EXERCISE: The listing below must be repeated word for word, with its images excluded.

### EXERCISE INPUT ###

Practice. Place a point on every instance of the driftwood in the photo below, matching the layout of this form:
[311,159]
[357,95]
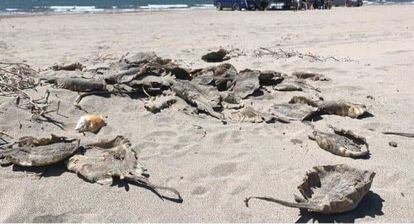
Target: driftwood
[102,161]
[329,189]
[408,135]
[342,143]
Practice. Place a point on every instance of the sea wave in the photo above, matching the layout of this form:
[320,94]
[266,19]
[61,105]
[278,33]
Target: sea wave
[75,9]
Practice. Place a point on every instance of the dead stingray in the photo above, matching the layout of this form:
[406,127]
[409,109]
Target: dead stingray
[78,84]
[231,101]
[247,114]
[30,151]
[342,108]
[102,161]
[159,103]
[310,75]
[223,76]
[303,100]
[216,56]
[342,143]
[298,112]
[198,96]
[329,189]
[294,85]
[270,78]
[70,67]
[247,83]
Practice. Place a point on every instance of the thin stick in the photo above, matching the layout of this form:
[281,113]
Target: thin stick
[408,135]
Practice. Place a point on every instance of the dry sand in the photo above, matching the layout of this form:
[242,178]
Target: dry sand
[215,172]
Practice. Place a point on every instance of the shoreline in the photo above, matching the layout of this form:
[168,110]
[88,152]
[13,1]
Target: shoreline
[4,14]
[367,56]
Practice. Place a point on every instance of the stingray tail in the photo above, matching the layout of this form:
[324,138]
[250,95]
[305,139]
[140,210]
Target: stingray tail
[281,202]
[144,181]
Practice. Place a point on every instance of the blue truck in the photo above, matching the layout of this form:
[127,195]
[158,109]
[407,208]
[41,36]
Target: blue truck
[241,4]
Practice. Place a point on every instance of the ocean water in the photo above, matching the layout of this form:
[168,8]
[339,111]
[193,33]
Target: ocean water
[99,5]
[73,6]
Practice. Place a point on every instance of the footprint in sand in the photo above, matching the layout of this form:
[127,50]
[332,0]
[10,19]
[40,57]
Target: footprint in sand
[228,136]
[199,191]
[160,135]
[224,170]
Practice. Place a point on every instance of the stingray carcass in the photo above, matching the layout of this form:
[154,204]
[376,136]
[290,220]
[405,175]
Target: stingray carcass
[247,83]
[216,56]
[298,112]
[30,151]
[314,76]
[222,76]
[157,104]
[205,99]
[102,161]
[303,100]
[78,84]
[343,108]
[329,189]
[342,143]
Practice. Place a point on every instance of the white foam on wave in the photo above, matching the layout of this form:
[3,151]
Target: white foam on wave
[75,9]
[202,6]
[163,7]
[11,10]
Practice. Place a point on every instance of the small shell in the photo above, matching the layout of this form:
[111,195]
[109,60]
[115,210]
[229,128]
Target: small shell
[90,123]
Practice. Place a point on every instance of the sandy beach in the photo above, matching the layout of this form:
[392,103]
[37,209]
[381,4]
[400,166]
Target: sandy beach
[367,52]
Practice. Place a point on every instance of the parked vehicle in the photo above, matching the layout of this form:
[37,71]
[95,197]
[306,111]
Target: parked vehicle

###

FINAL RESULT:
Practice. Place a point on every instance of the driftwood in the photo below, matching the layout of this form:
[311,159]
[357,95]
Target: driftwood
[102,161]
[329,189]
[408,135]
[342,143]
Practice. Place a point on every instance of the sea wave in the photo above, matching the layout of this form:
[320,94]
[266,19]
[61,105]
[278,33]
Target: sea wave
[75,9]
Practice. Place a point on every instance of the dead stingray in the photo above, matching the layout of this form:
[406,127]
[409,109]
Target: dead stingray
[78,84]
[231,101]
[247,114]
[30,151]
[342,108]
[102,161]
[159,103]
[310,75]
[223,76]
[303,100]
[216,56]
[342,143]
[298,112]
[198,96]
[329,189]
[294,85]
[270,78]
[70,67]
[247,83]
Practice. Place a point on every instance of the thin stick in the photo above, matching the layout of this form:
[281,113]
Target: thin stick
[408,135]
Practice. Place a point on every instance of the dry sand in the photo above, matching the layout of this form:
[242,178]
Target: dry sand
[215,172]
Practice. Place a point on every instance of the shoreline in the photo above, matching the layout of this form:
[168,110]
[88,152]
[13,1]
Target: shoreline
[4,14]
[367,56]
Practice. Place a point on every instance of the stingray tail in the photo above, matching the layout of this form:
[324,138]
[250,95]
[305,139]
[140,210]
Target: stingray tail
[281,202]
[144,181]
Practice. Place a point on every instance of the blue truck in the photo above, matching the layout of this form:
[127,195]
[158,109]
[407,208]
[41,36]
Target: blue truck
[241,4]
Practice. Place a point on every instance of the ocean water in the photo above, matching the layout of this form:
[168,8]
[339,111]
[193,33]
Target: ocean water
[99,5]
[73,6]
Practice. Place a point on every instance of the footprint in sand in the photo above, matching the layout of this form:
[127,50]
[332,0]
[10,19]
[40,57]
Target: footprint in sand
[228,136]
[199,191]
[160,135]
[224,170]
Practice. Place a point on every instance of the stingray carcass in the photo above, matching the layout of this form:
[154,204]
[376,136]
[290,220]
[405,175]
Target: stingray carcass
[247,83]
[216,56]
[298,112]
[30,151]
[314,76]
[222,76]
[157,104]
[205,99]
[102,161]
[303,100]
[78,84]
[343,108]
[329,189]
[342,143]
Practice. Place a point on every instance of the white foam on wave in the photo above, matching the layout of this form:
[3,151]
Target: white foam on wave
[75,9]
[202,6]
[163,7]
[11,10]
Practice. Place a point on every instance of the small shell in the photo above, matching the layout of this form:
[111,195]
[109,60]
[115,210]
[229,128]
Target: small shell
[90,123]
Practice. Place a point on every instance of the sandy beach in the photo above, matching the layout of this form:
[392,103]
[37,209]
[381,4]
[400,166]
Target: sandy beach
[367,52]
Practice. Place a point on every instance of the parked vehicle in the photo above, matching the layout of this form:
[37,71]
[95,197]
[306,111]
Target: parked vehicle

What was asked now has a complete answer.